Tasks to carry out:
a) In the report on Hong Kong's postponed election, restate the paragraph beginning "The opposition had aimed" in a single shorter sentence that keeps its main facts.
b) Write the next part of the report on Hong Kong's postponed election, picking up after its final sentence.

Exercise passage:
Content starts

Hong Kong's local government says it has delayed its legislative election for a year because of a spike in coronavirus cases.
And it's a blow to opposition candidates who were going to ride a wave resentment against Beijing to at the polls.
Hong Kong’s leader Carrie Lam confirmed her decision on Friday after days of reports it may be coming.
The opposition had aimed to win a majority in the Legislative Council, where half the seats are directly elected with the other half filled mostly by pro-Beijing appointees.
The postponement of the vote also comes after 12 pro-democracy candidates were disqualified from running.
Among them, was prominent protester Joshua Wong. Speaking at a news conference he said his disqualification was "invalid and ridiculous":
"Even the government censored me out from (the) ballot, they can't censor my qualification to commit in the democracy movement in Hong Kong and that's the reason they can't kill us all. Even if they try to prosecute us, bar us to run for office and silence our voice, we wish to try our best, let our voice be heard around the world."

Content ends

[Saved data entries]
Content starts

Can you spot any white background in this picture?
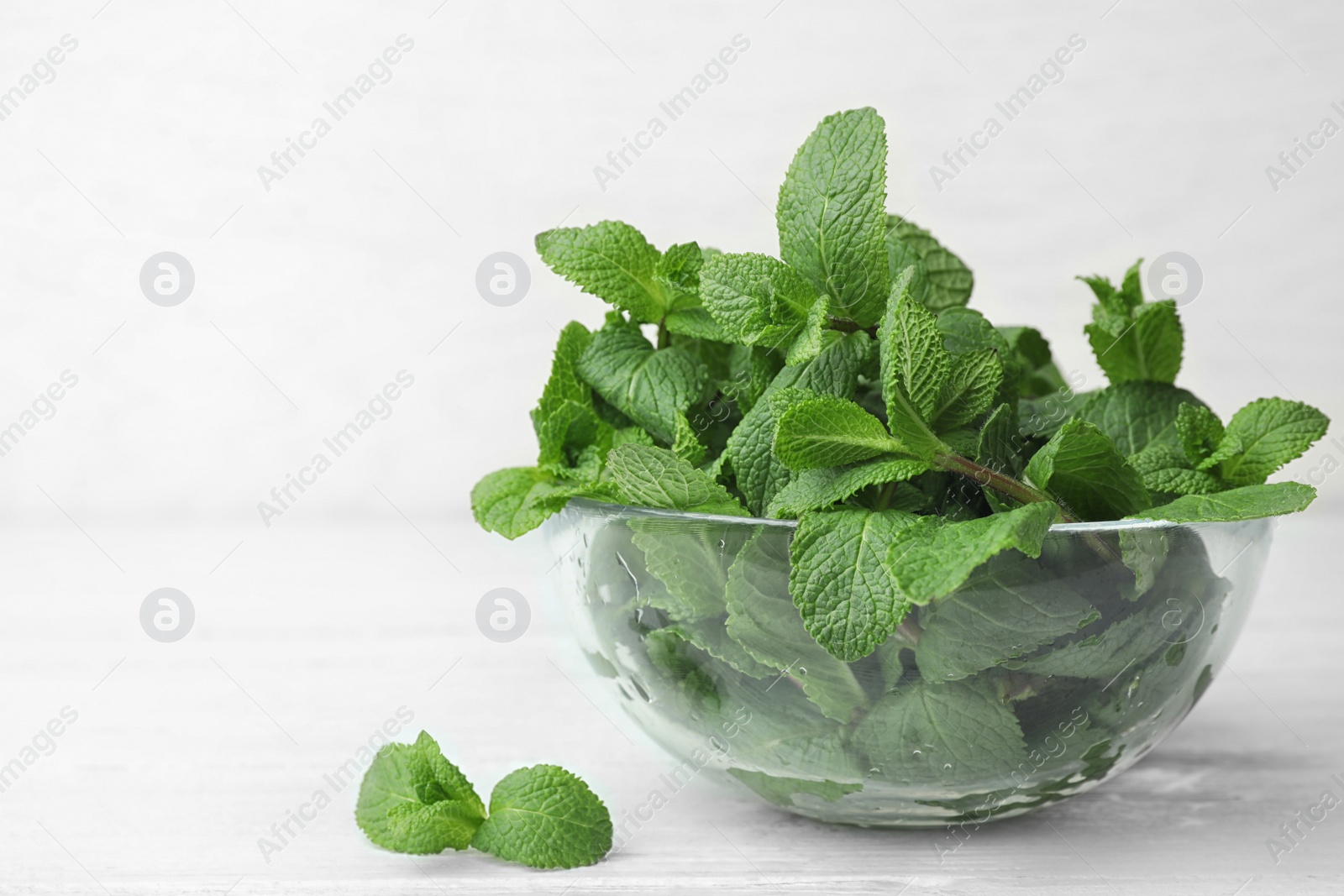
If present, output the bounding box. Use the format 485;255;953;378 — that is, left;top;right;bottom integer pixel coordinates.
0;0;1344;892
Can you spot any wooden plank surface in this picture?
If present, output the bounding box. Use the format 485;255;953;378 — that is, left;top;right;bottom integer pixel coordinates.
0;508;1344;896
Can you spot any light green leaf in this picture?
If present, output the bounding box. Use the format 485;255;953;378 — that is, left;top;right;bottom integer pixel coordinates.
472;766;612;867
727;531;869;723
1218;398;1331;485
1026;421;1152;520
789;508;923;663
606;445;748;516
878;269;952;458
578;325;708;443
775;109;891;327
885;215;974;312
536;220;669;324
883;501;1057;605
766;458;932;517
774;395;902;470
851;679;1026;787
1133;482;1315;522
916;555;1098;681
701;253;817;348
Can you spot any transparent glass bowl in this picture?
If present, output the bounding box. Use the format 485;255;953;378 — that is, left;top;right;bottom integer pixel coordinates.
549;501;1273;827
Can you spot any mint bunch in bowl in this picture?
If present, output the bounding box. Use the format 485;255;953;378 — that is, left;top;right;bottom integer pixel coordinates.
472;109;1328;824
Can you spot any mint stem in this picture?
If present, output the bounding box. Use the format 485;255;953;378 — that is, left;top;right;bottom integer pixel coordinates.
932;451;1078;522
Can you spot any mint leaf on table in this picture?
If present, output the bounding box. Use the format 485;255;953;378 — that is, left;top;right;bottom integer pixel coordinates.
774;395;902;470
916;555;1100;681
775;109;890;327
701;253;817;348
1214;398;1331;485
851;679;1026;784
878;267;952;458
536;220;669;324
1074;380;1205;457
727;333;872;513
606;445;748;516
1131;482;1315;522
766;458;930;517
883;501;1058;605
1026;421;1151;520
789;506;929;663
472;766;612;867
726;531;869;723
885;215;974;312
578;324;708;443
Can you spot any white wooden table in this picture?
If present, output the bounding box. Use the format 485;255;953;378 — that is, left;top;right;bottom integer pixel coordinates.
0;508;1344;896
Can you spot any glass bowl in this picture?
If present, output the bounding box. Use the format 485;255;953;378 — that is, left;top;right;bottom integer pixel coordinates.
549;500;1273;827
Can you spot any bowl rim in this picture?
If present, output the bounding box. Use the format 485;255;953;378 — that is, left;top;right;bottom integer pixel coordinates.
563;497;1274;533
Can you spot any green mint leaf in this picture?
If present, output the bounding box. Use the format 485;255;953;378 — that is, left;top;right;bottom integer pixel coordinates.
727;333;872;513
701;253;817;348
381;799;486;856
536;220;668;324
727;531;869;723
789;508;921;663
578;324;708;443
1134;482;1315;522
1084;300;1185;383
1074;381;1205;457
878;267;952;458
728;768;863;807
784;296;831;367
775;109;891;327
932;348;1004;432
883;501;1057;605
1176;403;1223;466
1218;398;1331;485
1026;421;1152;520
606;445;748;516
766;458;932;517
1129;446;1227;497
851;679;1026;787
885;215;974;312
774;395;902;470
472;766;612;867
916;555;1098;681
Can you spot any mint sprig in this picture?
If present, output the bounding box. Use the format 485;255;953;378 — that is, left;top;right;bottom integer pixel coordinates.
354;731;612;867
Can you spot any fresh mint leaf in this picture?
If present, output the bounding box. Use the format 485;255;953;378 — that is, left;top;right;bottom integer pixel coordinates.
578;324;708;443
1218;398;1331;485
1133;482;1315;522
606;445;748;516
701;253;817;348
883;501;1057;605
932;348;1004;432
1026;421;1151;520
1074;381;1205;457
852;679;1026;787
789;508;927;663
885;215;974;312
878;267;952;459
774;395;902;470
766;458;930;517
775;109;891;327
536;220;669;324
916;555;1100;681
727;531;869;723
727;333;872;513
472;766;612;867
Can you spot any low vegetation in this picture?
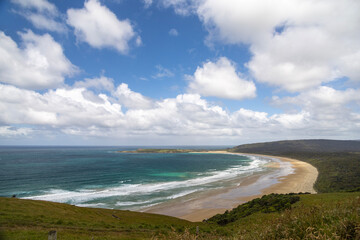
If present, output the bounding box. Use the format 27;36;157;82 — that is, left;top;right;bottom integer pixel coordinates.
229;140;360;193
0;192;360;240
0;140;360;240
207;193;300;225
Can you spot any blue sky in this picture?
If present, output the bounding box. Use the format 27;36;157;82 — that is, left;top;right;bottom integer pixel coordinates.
0;0;360;145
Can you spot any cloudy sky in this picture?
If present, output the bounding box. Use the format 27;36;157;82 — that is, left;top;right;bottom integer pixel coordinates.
0;0;360;145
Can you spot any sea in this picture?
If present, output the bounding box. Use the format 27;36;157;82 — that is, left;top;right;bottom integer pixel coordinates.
0;146;270;211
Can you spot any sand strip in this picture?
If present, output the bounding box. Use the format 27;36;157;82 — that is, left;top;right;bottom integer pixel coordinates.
146;151;318;222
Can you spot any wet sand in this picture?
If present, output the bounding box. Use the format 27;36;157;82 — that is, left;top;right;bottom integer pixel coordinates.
145;151;318;222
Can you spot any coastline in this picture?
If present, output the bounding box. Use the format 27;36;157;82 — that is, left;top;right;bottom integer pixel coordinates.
145;151;318;222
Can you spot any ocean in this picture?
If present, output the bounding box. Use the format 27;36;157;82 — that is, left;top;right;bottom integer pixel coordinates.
0;146;270;211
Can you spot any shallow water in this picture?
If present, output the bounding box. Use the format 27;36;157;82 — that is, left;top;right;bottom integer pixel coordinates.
0;147;269;210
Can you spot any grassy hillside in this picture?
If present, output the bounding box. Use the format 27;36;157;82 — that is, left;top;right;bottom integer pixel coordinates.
230;140;360;193
0;198;205;239
0;192;360;240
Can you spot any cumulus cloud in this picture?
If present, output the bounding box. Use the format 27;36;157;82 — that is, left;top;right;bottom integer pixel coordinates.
113;83;153;109
74;76;114;92
0;30;76;89
188;0;360;92
11;0;57;15
0;83;360;144
188;57;256;100
12;0;67;33
143;0;153;8
169;28;179;37
67;0;141;54
0;126;33;137
152;65;174;78
272;86;360;135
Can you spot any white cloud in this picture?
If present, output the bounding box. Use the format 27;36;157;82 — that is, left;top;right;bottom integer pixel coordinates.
0;126;33;137
67;0;141;54
143;0;153;8
12;0;67;33
0;83;360;144
0;30;76;89
272;86;360;132
189;57;256;100
195;0;360;92
74;76;114;92
11;0;57;15
152;65;174;78
113;83;153;109
169;28;179;37
22;13;67;33
158;0;195;16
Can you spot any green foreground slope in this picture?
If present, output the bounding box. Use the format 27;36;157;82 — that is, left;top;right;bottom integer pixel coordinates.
0;192;360;240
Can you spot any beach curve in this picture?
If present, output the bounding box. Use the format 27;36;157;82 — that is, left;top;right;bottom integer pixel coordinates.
146;151;318;222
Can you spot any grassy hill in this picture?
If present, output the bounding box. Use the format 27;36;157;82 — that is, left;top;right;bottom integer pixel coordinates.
0;140;360;240
0;192;360;240
229;140;360;193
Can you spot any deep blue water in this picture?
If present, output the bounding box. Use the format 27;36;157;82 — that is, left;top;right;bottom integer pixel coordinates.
0;146;265;210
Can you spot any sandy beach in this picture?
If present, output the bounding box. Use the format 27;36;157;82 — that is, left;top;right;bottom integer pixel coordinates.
146;151;318;222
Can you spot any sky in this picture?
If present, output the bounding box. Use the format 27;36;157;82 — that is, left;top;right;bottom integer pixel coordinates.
0;0;360;146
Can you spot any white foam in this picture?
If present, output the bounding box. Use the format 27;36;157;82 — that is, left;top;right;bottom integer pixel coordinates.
25;156;269;206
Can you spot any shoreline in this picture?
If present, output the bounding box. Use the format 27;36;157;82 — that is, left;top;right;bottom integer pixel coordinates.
144;151;318;222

Content ends

Results for the exercise:
a) The opposition sought a majority in the Legislative Council, where half the seats are directly elected and the rest are mostly filled by pro-Beijing appointees.

b)
The government denies political censorship or suppression of the right to run for the legislate.
Lam, who is backed by the Chinese national government in Beijing, said she had to invoke an emergency law to make the postponement and no political considerations were involved in the decision.
She told reporters it was the most difficult decision she had made in seven months and that it was aimed at safeguarding people's health.
Hong Kong has reported more than 3,000 coronavirus cases since January -- far lower than in other major cities around the world.
But for the past 10 days, the number of new infections has been in the triple-digits.
Nevertheless, government critics are likely to question the justification for the postponement.